Items listed in a dataset
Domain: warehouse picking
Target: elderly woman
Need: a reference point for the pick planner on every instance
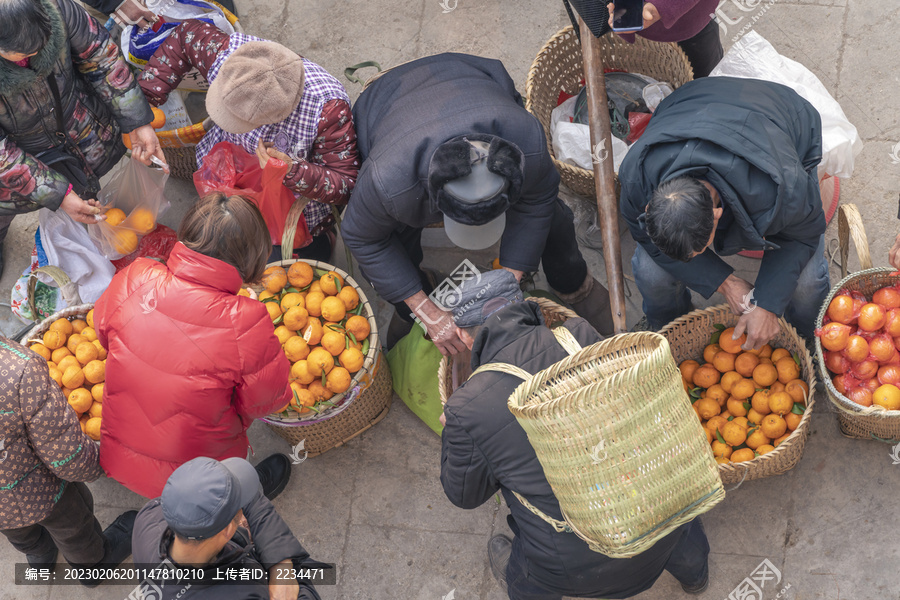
(66, 97)
(274, 103)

WHAT THIS TASK INVOLVES: Locate each line in the entries above that contains the word "every", and copy those lines out in full.

OUTPUT FOR THIS TASK:
Need: a reference point for the pick planner on every instance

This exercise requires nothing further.